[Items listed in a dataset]

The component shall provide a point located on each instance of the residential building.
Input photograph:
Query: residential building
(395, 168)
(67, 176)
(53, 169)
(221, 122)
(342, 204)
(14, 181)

What is expected: Once you have read the records above, write them all out exactly.

Response:
The component shall provide a point located on each instance of the residential building.
Input photograph:
Query: residential building
(395, 168)
(67, 176)
(53, 169)
(221, 122)
(342, 204)
(14, 181)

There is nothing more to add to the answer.